- TASK OBJECTIVE -
From the Independent Fianna Fáil text below, reproduce word for word the part that begins with the words "The party existed" and ends with "1982 general election.".

- DOCUMENT SEGMENT -

The party existed mainly in County Donegal in Ireland and, in particular, in Blaney's former constituency of Donegal North-East.

Paddy Keaveney (father of Fianna Fáil Senator Cecilia Keaveney) was elected for Independent Fianna Fáil in the by-election in 1976 following the death of Liam Cunningham. Keaveney lost his seat at the 1977 general election. The group also briefly had a senator, James Larkin, which was part of the confidence and supply agreement made with Fianna Fáil after the February 1982 general election.

In 1979 Neil Blaney was elected to the European Parliament for the Connacht–Ulster constituency. He sat in the Technical Group of Independents which was a technical alliance of mainly left-wing MEPs who were not allied with either the Communists and Allies group or the mainstream social-democratic parties of the Socialist Group. Blaney served as chair of the group along with the Italian Radical Marco Pannella and Danish left-wing Eurosceptic Jens-Peter Bonde. Blaney narrowly lost his seat in the 1984 election but was returned to serve as an MEP in 1989 election where he sat with the regionalist Rainbow Group.

Independent Fianna Fáil was a founder member of the European Free Alliance in 1981, and remained a member of the organisation until 1995.

Tadhg Culbert was a councillor for Independent Fianna Fáil in the 1980s, before becoming an independent and eventually joining the official Fianna Fáil. IFF had also had representation on Roscommon County Council – where Paddy Lenihan, brother of Mary O'Rourke and uncle of Brian Lenihan Jnr, defected from Fianna Fáil – and on Leitrim County Council where Larry McGowan also defected, both doing so in 1981. They both retired in 1999, and neither seat was defended on the party's behalf.

Harry Blaney became the leader of IFF following Neil Blaney's death in 1995.

Blaney's nephew Niall Blaney was elected as an Independent Fianna Fáil Teachta Dála (TD) for the constituency in 2002, and in the 2004 local elections there were two IFF county councillors – both members of Donegal County Council – and two town councillors, one a member of Letterkenny Town Council and one a member of Buncrana Town Council.

In a number of elections Paddy Kelly stood unsuccessfully under the Independent Fianna Fáil banner in elections in Donegal South-West; he was however elected to the council for the Glenties ward and served as a member until 2004.

==Blaney legacy==
Neal Blaney was elected to the 5th Dáil on 12 August 1927 as Fianna Fáil Teachta Dála and successfully contested all general elections until the 13th Dáil in 1948. He was defeated in the 1938 general election but was elected to the 3rd Seanad on the Agricultural Panel.

His son, Neil Blaney, successfully contested one by-election to succeed his father and 14 subsequent general elections. He was a TD from 1948 to 1995 and a cabinet minister on several occasions.

Neil Blaney's brother, Harry Blaney, succeeded his brother Neil and was a TD in the 28th Dáil. Harry's son Niall Blaney was a TD in the 29th Dáil and the 30th Dáil.

Two of Neil Blaney's sons, MacDara and Eamonn, stood in the 2011 general election for New Vision.

- THE DATA -

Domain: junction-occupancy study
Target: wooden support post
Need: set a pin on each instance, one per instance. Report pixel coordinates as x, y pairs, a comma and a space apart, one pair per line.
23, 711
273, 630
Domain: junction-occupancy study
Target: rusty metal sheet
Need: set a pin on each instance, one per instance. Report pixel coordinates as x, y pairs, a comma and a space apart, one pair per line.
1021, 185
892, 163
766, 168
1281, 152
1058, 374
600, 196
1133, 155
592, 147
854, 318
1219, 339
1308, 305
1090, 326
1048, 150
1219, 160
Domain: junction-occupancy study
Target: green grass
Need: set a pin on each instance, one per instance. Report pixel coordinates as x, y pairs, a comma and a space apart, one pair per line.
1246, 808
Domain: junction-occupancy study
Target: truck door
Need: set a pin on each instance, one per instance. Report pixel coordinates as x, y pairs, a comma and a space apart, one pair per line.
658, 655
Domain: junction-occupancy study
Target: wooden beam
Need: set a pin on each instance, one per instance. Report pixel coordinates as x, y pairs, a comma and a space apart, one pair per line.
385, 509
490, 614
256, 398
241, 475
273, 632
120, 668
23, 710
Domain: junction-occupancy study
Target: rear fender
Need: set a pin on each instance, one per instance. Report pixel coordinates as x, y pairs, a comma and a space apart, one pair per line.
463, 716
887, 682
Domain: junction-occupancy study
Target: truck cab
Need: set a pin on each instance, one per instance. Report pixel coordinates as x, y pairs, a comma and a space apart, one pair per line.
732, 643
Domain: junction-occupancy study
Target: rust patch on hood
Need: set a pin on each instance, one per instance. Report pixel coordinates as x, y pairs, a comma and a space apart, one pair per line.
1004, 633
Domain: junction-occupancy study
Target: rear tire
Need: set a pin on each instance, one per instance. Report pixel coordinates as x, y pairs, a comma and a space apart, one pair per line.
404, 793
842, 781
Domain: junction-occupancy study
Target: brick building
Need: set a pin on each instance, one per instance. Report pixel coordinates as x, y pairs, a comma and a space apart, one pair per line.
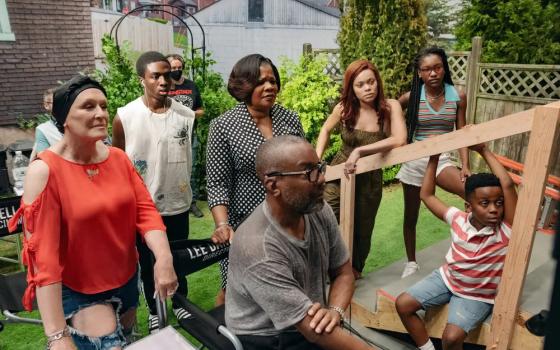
41, 43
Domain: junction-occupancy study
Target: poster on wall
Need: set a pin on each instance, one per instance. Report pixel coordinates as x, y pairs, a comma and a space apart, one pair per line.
8, 208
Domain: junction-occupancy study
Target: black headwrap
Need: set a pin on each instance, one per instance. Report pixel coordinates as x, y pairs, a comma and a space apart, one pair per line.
65, 95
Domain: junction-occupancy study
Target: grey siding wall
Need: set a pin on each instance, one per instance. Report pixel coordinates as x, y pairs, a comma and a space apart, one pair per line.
287, 26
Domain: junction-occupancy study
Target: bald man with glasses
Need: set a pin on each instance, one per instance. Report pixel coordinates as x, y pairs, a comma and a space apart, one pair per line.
284, 253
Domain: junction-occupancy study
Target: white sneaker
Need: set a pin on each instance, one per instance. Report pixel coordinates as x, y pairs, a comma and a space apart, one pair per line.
410, 268
181, 314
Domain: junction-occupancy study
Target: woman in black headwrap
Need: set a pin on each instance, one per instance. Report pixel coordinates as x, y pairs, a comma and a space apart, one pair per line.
83, 203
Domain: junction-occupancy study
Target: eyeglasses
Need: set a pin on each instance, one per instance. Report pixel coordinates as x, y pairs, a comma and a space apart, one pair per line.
312, 174
427, 70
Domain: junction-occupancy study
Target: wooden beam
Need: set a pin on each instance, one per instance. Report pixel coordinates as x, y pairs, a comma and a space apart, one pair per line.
502, 127
542, 144
347, 200
386, 318
473, 75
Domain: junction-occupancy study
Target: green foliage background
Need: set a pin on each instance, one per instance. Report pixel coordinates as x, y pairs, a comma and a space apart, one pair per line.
310, 92
119, 79
387, 32
513, 31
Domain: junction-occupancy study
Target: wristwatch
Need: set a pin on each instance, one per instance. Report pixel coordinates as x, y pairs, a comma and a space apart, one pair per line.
340, 312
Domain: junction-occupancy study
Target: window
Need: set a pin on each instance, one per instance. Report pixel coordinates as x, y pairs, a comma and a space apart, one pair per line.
5, 29
256, 10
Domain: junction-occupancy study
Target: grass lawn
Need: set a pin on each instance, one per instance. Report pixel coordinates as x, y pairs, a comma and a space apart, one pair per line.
387, 247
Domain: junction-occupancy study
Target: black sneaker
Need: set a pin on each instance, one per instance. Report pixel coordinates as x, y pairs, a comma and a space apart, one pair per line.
181, 314
195, 211
153, 323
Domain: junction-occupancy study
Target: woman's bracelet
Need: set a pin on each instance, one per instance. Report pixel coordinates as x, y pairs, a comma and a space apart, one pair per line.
222, 223
65, 332
340, 312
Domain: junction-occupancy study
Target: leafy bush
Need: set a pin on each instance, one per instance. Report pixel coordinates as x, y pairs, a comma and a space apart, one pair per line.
120, 79
513, 31
390, 173
310, 92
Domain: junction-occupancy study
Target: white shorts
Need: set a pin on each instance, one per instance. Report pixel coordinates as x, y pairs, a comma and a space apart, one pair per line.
412, 173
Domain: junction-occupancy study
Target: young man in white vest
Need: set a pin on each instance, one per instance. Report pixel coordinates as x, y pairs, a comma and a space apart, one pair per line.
155, 131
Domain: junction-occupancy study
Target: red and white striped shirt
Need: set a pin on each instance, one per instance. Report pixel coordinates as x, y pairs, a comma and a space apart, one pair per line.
476, 258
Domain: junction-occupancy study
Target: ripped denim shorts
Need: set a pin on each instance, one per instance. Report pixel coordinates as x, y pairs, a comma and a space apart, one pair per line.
122, 299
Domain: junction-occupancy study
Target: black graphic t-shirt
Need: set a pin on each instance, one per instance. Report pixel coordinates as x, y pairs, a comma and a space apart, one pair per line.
187, 94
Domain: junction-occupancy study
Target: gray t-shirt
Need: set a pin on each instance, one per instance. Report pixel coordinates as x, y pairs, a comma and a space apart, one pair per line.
274, 278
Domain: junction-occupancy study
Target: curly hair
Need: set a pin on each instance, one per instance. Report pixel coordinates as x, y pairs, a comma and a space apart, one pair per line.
245, 75
349, 101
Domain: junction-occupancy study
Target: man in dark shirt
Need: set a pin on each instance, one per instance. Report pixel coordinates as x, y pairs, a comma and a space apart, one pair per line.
186, 92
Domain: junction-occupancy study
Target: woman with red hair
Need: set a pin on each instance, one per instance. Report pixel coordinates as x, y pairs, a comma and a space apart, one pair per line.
368, 123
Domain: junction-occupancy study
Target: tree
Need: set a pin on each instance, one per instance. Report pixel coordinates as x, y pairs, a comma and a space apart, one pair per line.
440, 18
513, 31
387, 32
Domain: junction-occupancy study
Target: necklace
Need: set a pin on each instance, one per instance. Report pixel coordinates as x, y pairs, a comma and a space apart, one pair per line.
166, 105
92, 171
432, 98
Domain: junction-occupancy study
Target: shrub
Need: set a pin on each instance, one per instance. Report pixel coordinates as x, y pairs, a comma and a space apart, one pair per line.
120, 79
310, 92
390, 173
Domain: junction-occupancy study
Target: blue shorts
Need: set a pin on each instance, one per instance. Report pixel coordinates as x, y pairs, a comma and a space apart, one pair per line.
122, 299
464, 313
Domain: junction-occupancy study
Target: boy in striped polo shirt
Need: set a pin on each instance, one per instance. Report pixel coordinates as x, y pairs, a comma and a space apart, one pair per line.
479, 237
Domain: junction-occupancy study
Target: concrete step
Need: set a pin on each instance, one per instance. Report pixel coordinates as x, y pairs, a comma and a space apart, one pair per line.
536, 292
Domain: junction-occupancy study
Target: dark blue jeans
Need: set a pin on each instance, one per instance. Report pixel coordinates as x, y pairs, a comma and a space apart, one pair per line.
122, 299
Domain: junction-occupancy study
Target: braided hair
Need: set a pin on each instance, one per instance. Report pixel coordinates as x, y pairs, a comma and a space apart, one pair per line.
417, 82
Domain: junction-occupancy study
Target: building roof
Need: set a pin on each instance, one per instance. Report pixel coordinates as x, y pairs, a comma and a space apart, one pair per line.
321, 5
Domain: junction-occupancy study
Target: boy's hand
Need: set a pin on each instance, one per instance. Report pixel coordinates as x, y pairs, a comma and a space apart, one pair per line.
435, 157
478, 148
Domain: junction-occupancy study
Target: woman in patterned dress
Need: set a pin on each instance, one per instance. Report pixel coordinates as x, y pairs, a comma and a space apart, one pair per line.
368, 124
434, 107
233, 187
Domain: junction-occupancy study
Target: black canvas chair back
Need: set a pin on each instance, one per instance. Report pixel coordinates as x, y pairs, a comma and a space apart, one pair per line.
190, 256
12, 288
193, 255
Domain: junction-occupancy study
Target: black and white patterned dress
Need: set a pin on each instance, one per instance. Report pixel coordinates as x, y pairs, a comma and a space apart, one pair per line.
233, 141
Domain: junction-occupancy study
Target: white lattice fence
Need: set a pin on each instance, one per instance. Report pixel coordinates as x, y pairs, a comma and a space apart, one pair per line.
458, 64
520, 82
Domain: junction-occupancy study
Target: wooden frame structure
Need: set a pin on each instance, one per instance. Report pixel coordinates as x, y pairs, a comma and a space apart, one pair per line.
544, 124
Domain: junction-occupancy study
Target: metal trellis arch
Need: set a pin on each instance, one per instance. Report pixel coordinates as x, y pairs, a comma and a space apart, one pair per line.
162, 8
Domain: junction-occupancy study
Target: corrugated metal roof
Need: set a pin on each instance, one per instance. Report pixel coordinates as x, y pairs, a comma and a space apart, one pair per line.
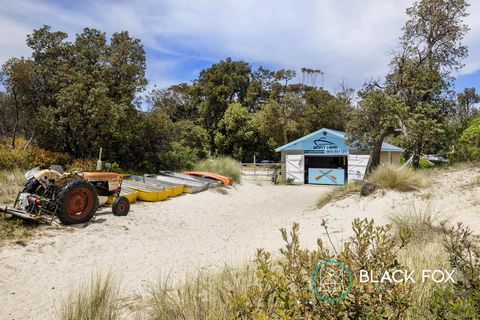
385, 146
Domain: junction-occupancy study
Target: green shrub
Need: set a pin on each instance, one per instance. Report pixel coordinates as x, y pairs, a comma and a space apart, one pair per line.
425, 164
424, 251
388, 176
460, 300
97, 299
32, 157
179, 157
222, 165
281, 288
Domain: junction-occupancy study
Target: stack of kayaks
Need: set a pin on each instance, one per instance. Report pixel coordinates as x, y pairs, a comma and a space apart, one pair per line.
226, 181
147, 192
191, 185
175, 189
130, 194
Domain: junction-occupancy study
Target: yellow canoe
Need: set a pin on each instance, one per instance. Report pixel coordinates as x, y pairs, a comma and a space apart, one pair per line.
175, 189
148, 192
130, 194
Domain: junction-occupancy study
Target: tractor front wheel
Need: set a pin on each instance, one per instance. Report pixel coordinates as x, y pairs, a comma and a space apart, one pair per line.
121, 206
77, 202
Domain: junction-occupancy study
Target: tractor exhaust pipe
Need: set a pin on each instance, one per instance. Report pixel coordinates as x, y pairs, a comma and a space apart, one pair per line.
99, 162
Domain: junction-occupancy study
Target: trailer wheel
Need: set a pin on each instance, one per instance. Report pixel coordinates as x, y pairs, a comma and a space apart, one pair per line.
121, 206
77, 202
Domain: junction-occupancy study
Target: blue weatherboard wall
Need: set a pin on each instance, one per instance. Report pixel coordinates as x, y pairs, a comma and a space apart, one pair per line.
326, 176
325, 141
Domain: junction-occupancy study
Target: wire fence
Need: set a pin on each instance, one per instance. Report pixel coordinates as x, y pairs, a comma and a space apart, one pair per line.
259, 170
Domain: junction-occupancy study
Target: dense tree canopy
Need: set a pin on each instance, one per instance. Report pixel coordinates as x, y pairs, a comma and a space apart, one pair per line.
77, 96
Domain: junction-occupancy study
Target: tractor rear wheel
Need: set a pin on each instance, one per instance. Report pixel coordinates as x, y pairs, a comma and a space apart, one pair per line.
77, 202
121, 206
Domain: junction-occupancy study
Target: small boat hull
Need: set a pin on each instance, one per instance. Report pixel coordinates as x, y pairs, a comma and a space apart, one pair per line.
227, 181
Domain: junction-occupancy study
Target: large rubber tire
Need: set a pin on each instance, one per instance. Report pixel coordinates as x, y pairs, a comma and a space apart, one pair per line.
121, 206
77, 202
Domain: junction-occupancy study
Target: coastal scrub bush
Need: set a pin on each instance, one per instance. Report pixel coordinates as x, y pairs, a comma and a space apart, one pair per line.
388, 176
222, 165
460, 300
11, 159
281, 288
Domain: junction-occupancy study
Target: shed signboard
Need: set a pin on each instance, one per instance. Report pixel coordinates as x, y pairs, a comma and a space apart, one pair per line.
325, 144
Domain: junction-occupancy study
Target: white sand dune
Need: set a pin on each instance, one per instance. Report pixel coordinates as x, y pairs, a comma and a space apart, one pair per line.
201, 232
183, 234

- SOLVED EXERCISE -
The party existed mainly in County Donegal in Ireland and, in particular, in Blaney's former constituency of Donegal North-East.

Paddy Keaveney (father of Fianna Fáil Senator Cecilia Keaveney) was elected for Independent Fianna Fáil in the by-election in 1976 following the death of Liam Cunningham. Keaveney lost his seat at the 1977 general election. The group also briefly had a senator, James Larkin, which was part of the confidence and supply agreement made with Fianna Fáil after the February 1982 general election.